# If MBTI were an RPG, and every type would be a different class...



## Tetsuo Shima

Ninjaws said:


> ISTP - Assassin
> ISFP - Monk
> ESTP - Barbarian
> ESFP - Ranger
> 
> ENTP - Bard
> ENTJ - Warlock
> INTP - Shaman
> INTJ - Wizard
> 
> ESTJ - Paladin
> ESFJ - Crusader
> ISTJ - Knight
> ISFJ - Cleric
> 
> INFP - Druid
> INFJ - Utility Mage
> ENFP - Summoner
> ENFJ - Beastmaster
> 
> Take all this with a grain of salt, I don't know the classes well enough to make them match properly.


I think you did a better job than I did.


----------



## aef8234

ENTPs would probably be a min-maxxed warlock/swordmage <warmage > multiclassing as a bard or berserker, depending on preference and barehanded feats.

I like 4e.


----------



## westlose

Why do people see INFJs as supporters or buffers? I wonder. I've never played such a role in any game.


----------



## WhiteChocolateDrip

Because you support your SO while they are "looking" for work,


----------



## Ninjaws

westlose said:


> Why do people see INFJs as supporters or buffers? I wonder. I've never played such a role in any game.


I like playing as sorcerers with extremely high dps. That doesn't ever get suggested for ISTJ either.

:: Records ::
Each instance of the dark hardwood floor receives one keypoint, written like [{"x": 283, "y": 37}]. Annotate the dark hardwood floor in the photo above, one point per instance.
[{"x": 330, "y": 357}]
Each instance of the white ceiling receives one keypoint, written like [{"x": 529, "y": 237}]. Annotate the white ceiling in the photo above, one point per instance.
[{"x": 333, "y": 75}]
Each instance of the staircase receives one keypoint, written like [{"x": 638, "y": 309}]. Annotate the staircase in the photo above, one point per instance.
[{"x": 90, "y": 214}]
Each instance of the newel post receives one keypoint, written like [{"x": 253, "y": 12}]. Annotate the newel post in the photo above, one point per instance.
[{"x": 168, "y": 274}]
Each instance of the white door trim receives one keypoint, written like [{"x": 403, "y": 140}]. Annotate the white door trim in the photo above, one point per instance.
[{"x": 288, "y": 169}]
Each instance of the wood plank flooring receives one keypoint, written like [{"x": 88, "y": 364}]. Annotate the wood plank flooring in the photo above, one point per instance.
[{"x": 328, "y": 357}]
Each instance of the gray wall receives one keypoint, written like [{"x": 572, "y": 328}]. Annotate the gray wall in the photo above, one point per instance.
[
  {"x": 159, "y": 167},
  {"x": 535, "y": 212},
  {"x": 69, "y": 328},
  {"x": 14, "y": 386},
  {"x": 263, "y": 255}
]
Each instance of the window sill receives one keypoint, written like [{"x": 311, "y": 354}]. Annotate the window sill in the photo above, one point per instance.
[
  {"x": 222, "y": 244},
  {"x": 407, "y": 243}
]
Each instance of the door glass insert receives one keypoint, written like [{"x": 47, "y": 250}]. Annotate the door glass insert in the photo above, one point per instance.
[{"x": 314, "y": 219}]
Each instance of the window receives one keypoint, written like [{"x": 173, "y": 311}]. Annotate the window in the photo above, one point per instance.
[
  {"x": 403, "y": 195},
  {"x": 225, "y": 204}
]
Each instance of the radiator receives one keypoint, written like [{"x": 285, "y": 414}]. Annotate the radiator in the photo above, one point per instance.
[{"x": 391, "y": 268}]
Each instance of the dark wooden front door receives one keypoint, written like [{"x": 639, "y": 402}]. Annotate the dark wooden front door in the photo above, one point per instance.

:: Problem to solve ::
Write what comes next in the forum thread about MBTI types as RPG classes, picking up after its final post.

:: Result for this task ::
----------



## westlose

WhiteChocolateDrip said:


> Because you support your SO while they are "looking" for work,


Error : girlfriend not found.


----------



## Innogen

westlose said:


> Why do people see INFJs as supporters or buffers? I wonder. I've never played such a role in any game.


Be glad that you're a time/space mage, infinitely cooler than those generic fire/ice/etc mages. C:

Speaking of which, there needs to be more of those in MMOs and RPGs. I mean, burning or freezing your enemies is okay, but what I want to do is stop time, create black holes, and tear the very fabric of reality itself. If there's a space and time mage in an MMO, I would go for it instantly, but otherwise I would go for a rogue or necromancer.


----------



## Ninjaws

Innogen said:


> Be glad that you're a time/space mage, infinitely cooler than those generic fire/ice/etc mages. C:
> 
> Speaking of which, there needs to be more of those in MMOs and RPGs. I mean, burning or freezing your enemies is okay, but what I want to do is stop time, create black holes, and tear the very fabric of reality itself. If there's a space and time mage in an MMO, I would go for it instantly, but otherwise I would go for a rogue or necromancer.


Absolutely. It would be sick to have Earth Magic that actually destroys the terrain. 

Imagine the possibilities:
Making enemies fall into a pit
Throwing rocks at the enemy
Digging a trench for defense (can be combined with Lava Magic to fill the trench with lava, making the defense even better)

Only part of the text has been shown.